• **Document segment**:
== Segment start ==

= Hirotaro Narabayashi =

Hirotaro Narabayashi (楢林博太郎, Narabayashi Hirotaro) was a prominent Japanese neurosurgeon.

He was born in Kobe into a long line of physicians originally from Nagasaki. He was a descendant of Chinzan Narabayashi who had studied Western medicine with Dutch physicians at Dejima in the 17th century. He received his medical degree from the Tokyo University School of Medicine in 1946 and his Ph.D. from Tokyo University in 1955. In the same year, he was appointed Associate Professor, Department of Neuropsychiatry, at the Juntendo University School of Medicine in Tokyo. He was promoted to Full Professor in 1964. From 1968 to 1988, he was Professor and Chairman of the Department of Neurology at the Juntendo University School of Medicine.

== Segment end ==

• **Information**:

== Segment start ==

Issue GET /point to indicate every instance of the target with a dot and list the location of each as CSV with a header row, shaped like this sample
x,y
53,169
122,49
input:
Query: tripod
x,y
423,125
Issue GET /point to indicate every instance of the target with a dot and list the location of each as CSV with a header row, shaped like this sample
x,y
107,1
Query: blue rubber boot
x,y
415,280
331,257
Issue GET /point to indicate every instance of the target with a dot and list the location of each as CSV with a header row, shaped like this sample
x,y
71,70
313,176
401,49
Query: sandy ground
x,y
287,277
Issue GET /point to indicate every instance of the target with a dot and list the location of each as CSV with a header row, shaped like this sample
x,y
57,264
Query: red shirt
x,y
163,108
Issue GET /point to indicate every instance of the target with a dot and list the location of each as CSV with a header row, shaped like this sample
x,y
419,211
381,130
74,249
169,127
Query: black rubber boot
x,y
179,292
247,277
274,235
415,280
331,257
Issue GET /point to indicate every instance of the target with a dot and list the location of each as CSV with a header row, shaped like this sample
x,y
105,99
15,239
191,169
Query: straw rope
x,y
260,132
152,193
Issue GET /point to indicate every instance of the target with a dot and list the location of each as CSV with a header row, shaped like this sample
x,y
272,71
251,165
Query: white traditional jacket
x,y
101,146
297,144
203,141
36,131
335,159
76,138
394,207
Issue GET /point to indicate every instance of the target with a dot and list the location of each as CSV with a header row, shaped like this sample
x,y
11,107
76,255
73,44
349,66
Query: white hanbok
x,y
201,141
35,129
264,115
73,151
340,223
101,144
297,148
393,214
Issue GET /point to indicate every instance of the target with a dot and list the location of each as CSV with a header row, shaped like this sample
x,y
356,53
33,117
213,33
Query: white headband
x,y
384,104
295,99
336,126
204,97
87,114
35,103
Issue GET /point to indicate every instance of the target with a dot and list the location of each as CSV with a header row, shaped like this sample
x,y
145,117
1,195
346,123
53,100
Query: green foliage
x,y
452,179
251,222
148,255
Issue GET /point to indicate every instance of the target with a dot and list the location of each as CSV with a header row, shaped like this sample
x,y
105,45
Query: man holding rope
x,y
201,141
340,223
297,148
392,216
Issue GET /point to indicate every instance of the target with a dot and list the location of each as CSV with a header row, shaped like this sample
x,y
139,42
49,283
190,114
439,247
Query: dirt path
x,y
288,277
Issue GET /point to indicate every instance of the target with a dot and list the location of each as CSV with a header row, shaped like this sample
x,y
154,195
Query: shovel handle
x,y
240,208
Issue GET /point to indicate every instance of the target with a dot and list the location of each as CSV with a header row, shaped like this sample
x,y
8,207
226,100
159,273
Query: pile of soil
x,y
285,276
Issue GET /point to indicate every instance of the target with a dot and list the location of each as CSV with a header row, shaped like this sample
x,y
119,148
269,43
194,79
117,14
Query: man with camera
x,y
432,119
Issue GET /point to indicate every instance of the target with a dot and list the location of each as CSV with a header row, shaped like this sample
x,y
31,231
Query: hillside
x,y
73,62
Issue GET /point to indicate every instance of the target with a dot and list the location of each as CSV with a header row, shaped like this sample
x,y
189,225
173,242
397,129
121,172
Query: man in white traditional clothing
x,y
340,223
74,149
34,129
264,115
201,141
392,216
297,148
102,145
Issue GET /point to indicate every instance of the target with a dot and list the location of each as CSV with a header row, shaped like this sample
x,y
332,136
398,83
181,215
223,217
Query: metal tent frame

== Segment end ==

• **Activity list**:
1 > Write out the Hirotaro Narabayashi text word for word, beginning at the words "He was born" and stopping after "School of Medicine.".
2 > Extend the biography of Hirotaro Narabayashi, starting right after its final sentence.

• **Task-by-task outputs**:
1 >
He was born in Kobe into a long line of physicians originally from Nagasaki. He was a descendant of Chinzan Narabayashi who had studied Western medicine with Dutch physicians at Dejima in the 17th century. He received his medical degree from the Tokyo University School of Medicine in 1946 and his Ph.D. from Tokyo University in 1955. In the same year, he was appointed Associate Professor, Department of Neuropsychiatry, at the Juntendo University School of Medicine in Tokyo. He was promoted to Full Professor in 1964. From 1968 to 1988, he was Professor and Chairman of the Department of Neurology at the Juntendo University School of Medicine.

2 >
Although trained originally as a neuropsychiatrist, he is best known for his pioneering work in stereotactic surgery, especially the surgical treatment of Parkinson's disease. In 1949 he constructed a stereotaxic apparatus based on drawings of that constructed in the United States by Victor Horsley and Robert H. Clarke
and in 1951 performed the first stereotactic pallidotomy on an athetoid child. The next year he performed a procaine oil blocking of the pallidum of a patient with Parkinson's disease, successfully abolishing the rigidity and tremor symptomatic of this disease.

In 1957 he established a private clinic specializing in stereotaxic neurosurgery which became a leading center for both research and treatment. Physicians came to visit from all over the world, and patients came for treatment from many countries.

Narabayashi was known for his humility, modest manner, and sympathetic attitude toward students and junior physicians.

Dr. Narabayashi lectured all over the world, but perhaps his most memorable trip was to Cuba in 1974 at the invitation of the Cuban Institute of Neuroscience.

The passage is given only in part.